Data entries
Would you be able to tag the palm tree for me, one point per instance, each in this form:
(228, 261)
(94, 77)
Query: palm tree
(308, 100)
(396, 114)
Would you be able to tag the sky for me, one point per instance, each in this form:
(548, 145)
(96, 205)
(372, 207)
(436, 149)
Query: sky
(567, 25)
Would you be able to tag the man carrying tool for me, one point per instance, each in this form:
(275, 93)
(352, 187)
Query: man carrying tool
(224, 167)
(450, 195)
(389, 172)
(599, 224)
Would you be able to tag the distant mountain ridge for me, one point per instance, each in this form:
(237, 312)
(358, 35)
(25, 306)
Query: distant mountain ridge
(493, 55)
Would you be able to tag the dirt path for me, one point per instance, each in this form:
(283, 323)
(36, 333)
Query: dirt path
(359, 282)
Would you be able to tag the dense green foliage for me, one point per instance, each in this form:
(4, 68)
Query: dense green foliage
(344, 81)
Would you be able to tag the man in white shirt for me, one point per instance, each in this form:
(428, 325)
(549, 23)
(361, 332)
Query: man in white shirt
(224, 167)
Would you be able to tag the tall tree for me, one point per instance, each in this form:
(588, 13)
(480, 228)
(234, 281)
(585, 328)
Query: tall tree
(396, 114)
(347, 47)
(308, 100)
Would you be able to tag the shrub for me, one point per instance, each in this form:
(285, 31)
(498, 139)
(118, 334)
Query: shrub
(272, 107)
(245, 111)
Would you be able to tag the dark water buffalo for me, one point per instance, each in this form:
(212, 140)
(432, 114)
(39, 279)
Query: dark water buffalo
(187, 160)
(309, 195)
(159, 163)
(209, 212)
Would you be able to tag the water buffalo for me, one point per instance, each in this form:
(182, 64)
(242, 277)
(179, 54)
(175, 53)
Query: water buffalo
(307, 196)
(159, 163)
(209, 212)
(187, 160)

Exercise brief:
Could you give the data above again, exact in every line?

Solution to this exercise:
Would you be able to tag the palm tree for me, one point per instance, each in this form:
(228, 261)
(94, 77)
Query: palm tree
(308, 100)
(396, 114)
Would you be able to tag the sky for me, one point per instance, each in this form:
(548, 145)
(96, 205)
(372, 207)
(436, 149)
Query: sky
(567, 25)
Would you be able to tag the man carrying tool for me, one point per instance, each in this form:
(275, 93)
(352, 187)
Query: man carrying tool
(224, 167)
(450, 195)
(389, 172)
(599, 224)
Would you be able to tag the distant mountain ridge for me, one point per instance, each in this form:
(237, 312)
(358, 35)
(25, 306)
Query: distant mountain ridge
(493, 55)
Would you be able to tag the dirt path for me, one point per instance, each in this form:
(283, 323)
(36, 333)
Query: dirt path
(359, 282)
Would you be able to tag the dense green foliage for me, one point per instance, each in this form:
(4, 68)
Query: dense green foliage
(344, 81)
Would you be able to tag the man in white shirt for me, one point per instance, each in this form:
(428, 325)
(549, 23)
(361, 332)
Query: man in white shirt
(224, 167)
Would you be able to tag the tall tree for me, one point per instance, each in this form:
(588, 13)
(480, 228)
(234, 281)
(585, 328)
Query: tall tree
(396, 114)
(347, 47)
(308, 100)
Would you be able to tag the shrub for me, one point per instance, each in this form:
(285, 31)
(498, 139)
(118, 334)
Query: shrub
(272, 107)
(245, 111)
Would you be able to tag the dark water buffalo for me, one point per instance, each in this form:
(212, 140)
(432, 114)
(39, 279)
Query: dark water buffalo
(187, 160)
(309, 195)
(159, 163)
(209, 212)
Would you be able to tag the water buffalo for me, one point per instance, each in this form:
(182, 64)
(242, 277)
(179, 54)
(175, 53)
Query: water buffalo
(307, 196)
(159, 163)
(209, 212)
(187, 160)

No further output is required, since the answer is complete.